WORK TO BE COMPLETED:
Please transcribe every record below exactly as written.
------ LISTED ENTRIES ------
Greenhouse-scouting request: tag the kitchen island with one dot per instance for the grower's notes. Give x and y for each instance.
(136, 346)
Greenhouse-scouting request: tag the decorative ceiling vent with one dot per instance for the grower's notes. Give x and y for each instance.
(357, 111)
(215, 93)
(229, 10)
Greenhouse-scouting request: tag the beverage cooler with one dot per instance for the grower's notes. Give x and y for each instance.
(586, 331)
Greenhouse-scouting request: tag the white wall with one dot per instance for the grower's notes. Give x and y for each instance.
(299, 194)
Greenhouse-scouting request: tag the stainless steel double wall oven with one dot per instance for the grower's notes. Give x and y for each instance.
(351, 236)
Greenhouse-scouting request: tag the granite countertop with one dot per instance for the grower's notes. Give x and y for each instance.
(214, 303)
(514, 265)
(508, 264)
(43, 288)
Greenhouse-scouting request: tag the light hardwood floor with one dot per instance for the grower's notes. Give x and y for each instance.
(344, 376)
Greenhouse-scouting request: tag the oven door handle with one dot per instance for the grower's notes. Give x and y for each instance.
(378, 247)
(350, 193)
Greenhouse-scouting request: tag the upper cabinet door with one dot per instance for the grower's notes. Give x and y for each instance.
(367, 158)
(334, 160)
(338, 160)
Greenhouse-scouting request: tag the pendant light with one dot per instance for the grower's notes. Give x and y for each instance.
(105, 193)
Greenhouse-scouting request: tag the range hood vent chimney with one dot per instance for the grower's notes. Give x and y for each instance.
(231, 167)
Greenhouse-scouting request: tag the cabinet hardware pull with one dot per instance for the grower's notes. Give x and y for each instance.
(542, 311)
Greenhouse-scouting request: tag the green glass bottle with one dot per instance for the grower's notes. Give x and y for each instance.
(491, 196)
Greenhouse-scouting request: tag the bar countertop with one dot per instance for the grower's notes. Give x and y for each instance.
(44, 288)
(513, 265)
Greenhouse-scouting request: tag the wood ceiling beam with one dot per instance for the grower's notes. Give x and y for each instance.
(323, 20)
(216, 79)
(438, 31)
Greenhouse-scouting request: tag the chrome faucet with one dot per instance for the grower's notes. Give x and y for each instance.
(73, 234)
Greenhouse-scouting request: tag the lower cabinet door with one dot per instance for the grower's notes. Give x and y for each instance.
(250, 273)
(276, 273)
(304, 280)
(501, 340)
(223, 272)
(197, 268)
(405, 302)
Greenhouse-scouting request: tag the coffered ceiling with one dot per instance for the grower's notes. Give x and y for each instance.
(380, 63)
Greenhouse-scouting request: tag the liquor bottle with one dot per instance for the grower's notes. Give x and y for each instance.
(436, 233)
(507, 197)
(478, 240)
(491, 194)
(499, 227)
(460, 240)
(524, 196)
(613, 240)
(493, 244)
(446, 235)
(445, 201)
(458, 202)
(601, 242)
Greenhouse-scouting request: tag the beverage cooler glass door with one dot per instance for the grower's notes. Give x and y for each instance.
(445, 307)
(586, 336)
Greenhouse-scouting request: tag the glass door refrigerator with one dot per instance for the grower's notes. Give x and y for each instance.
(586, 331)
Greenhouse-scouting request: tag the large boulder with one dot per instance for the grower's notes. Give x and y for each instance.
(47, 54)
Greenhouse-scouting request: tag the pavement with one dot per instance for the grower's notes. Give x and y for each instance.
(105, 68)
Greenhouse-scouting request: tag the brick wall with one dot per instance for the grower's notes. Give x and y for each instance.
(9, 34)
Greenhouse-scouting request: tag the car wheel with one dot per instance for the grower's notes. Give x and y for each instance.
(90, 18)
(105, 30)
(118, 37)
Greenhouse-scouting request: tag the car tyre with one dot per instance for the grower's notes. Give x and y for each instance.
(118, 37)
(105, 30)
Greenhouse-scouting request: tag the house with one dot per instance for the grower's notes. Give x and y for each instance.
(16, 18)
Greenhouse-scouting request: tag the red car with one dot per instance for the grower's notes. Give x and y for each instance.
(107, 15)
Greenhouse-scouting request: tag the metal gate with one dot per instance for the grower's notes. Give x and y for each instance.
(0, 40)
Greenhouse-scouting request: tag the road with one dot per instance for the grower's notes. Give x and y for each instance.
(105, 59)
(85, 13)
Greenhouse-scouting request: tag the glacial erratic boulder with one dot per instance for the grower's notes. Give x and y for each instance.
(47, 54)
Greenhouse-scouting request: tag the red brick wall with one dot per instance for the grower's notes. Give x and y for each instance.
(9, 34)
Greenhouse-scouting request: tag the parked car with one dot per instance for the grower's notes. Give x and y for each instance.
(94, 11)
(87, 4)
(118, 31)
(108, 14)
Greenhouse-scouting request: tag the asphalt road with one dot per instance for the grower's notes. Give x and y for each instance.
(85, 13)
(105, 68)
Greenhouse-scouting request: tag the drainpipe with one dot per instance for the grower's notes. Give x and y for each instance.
------
RESULT OF THIS EXERCISE:
Greenhouse-scouting request: tag the kitchen island with one dot per instance for the grower's notes. Give x and y for each instance.
(136, 346)
Greenhouse-scouting request: tag the decorative ceiling vent with one dot per instance for the grower's notes. Give x and y for each instance.
(357, 111)
(215, 93)
(229, 10)
Greenhouse-scouting request: tag the beverage cooler with one dot per instance for the grower's notes. Give x and y for each instance.
(586, 331)
Greenhouse-scouting request: tag the white wall with one dot per instance for the grower's notes. Give x and y for each instance.
(299, 194)
Greenhouse-scouting request: tag the stainless steel double wall oven with one dot per instance for the grower's notes. Give x and y for each instance.
(351, 236)
Greenhouse-scouting request: tag the granite countertop with one dot per instance for the grower's notes. Give x and y for each instance.
(214, 303)
(514, 265)
(508, 264)
(43, 288)
Greenhouse-scouting request: tag the light hardwood floor with one dot per instance for the grower's notes. Give x and y for each instance.
(344, 376)
Greenhouse-scouting request: tag the oven door handle with one dot per instance for the grower's notes. Give x and y for each instance.
(378, 247)
(350, 193)
Greenhouse-scouting request: tag the upper cabinet door with one dot per instance for the grower's notes. Give x and y for each instance.
(367, 158)
(334, 160)
(338, 160)
Greenhouse-scouting request: tag the pendant light with one dot per instance for the grower's notes. Give x and y for each instance.
(105, 193)
Greenhouse-scouting request: tag the range hood vent chimney with one dot per instance for the grower's notes. Give x and y for each instance.
(231, 167)
Greenhouse-scouting request: tag the cabinet hardware pull with one dot per instance for the grower's notes. Give x and y for each instance.
(542, 311)
Greenhouse-scouting request: tag the green glass bottle with one dot per instance for the grower's notes. Give x and y for each instance.
(491, 196)
Greenhouse-scouting request: tag the bar countertop with one dot per instance for the grower's notes. Give x and y for each instance.
(44, 288)
(513, 265)
Greenhouse-scouting request: tag the wood ceiling beam with one dot per instance for the grower's notes. Give x and y for each instance.
(323, 20)
(216, 79)
(438, 31)
Greenhouse-scouting request: tag the chrome faucet with one dot per instance for the grower's notes. Give x and y for each instance.
(73, 234)
Greenhouse-scouting request: tag the lower cabinet door with one dot per instance for the grower's notes. Give x and y for each instance.
(250, 273)
(276, 273)
(304, 280)
(501, 340)
(223, 272)
(197, 268)
(405, 302)
Greenhouse-scouting request: tag the coffered ceiling with one dot per instance for the grower's notes. Give x and y for each instance.
(380, 63)
Greenhouse-scouting request: tag the liquor bottle with one dot per instance for the grower's notes. Give x and y for each instance.
(436, 233)
(507, 197)
(478, 240)
(491, 194)
(499, 227)
(460, 240)
(524, 196)
(613, 240)
(493, 244)
(446, 235)
(445, 201)
(458, 202)
(601, 242)
Greenhouse-scouting request: tag the beverage cooler glass door with one dot per instance for the grower's notes. Give x and y for each instance.
(445, 307)
(586, 336)
Greenhouse-scouting request: tag the glass door refrigerator with one dot per instance for the grower's notes. Give x and y for each instance.
(586, 331)
Greenhouse-scouting request: tag the large boulder with one dot per instance for the grower's notes. Give x and y for each instance.
(47, 54)
Greenhouse-scouting request: tag the pavement with one dot per instance for the grower's notes. Give x and y for each instance.
(105, 68)
Greenhouse-scouting request: tag the brick wall with one dot per instance for the grower's notes. Give x and y for each instance.
(9, 34)
Greenhouse-scouting request: tag the car wheel with one dot per instance for the grower's notes. Give x and y for each instance.
(90, 18)
(105, 30)
(118, 37)
Greenhouse-scouting request: tag the car tyre with one dot per instance for the grower's notes. Give x and y for each instance.
(118, 37)
(105, 30)
Greenhouse-scouting request: tag the house with one dot per instance for the grower's notes. Give x and y for each instance.
(16, 18)
Greenhouse-scouting request: tag the red car with one dot per instance for the grower's notes. Give x and y for each instance.
(107, 15)
Greenhouse-scouting request: tag the metal gate with one dot per instance for the grower's notes. Give x and y for each instance.
(0, 40)
Greenhouse-scouting request: tag the road with one dot per instance for the grower's notes. Give x and y for each instance.
(105, 59)
(85, 13)
Greenhouse-scouting request: tag the glacial erratic boulder with one dot per instance for the grower's notes. Give x and y for each instance.
(47, 54)
Greenhouse-scouting request: tag the red brick wall with one dot per instance for the grower's notes. Give x and y for each instance.
(9, 34)
Greenhouse-scouting request: tag the parked car with one dot per instance for the grower's notes. Give x and y for each instance.
(94, 11)
(87, 4)
(118, 31)
(108, 14)
Greenhouse-scouting request: tag the asphalt road with one dot per instance for the grower's notes. Give x and y for each instance.
(85, 13)
(105, 68)
Greenhouse-scouting request: tag the drainpipe with one dot per instance for the grower's notes. Give x and y for each instance.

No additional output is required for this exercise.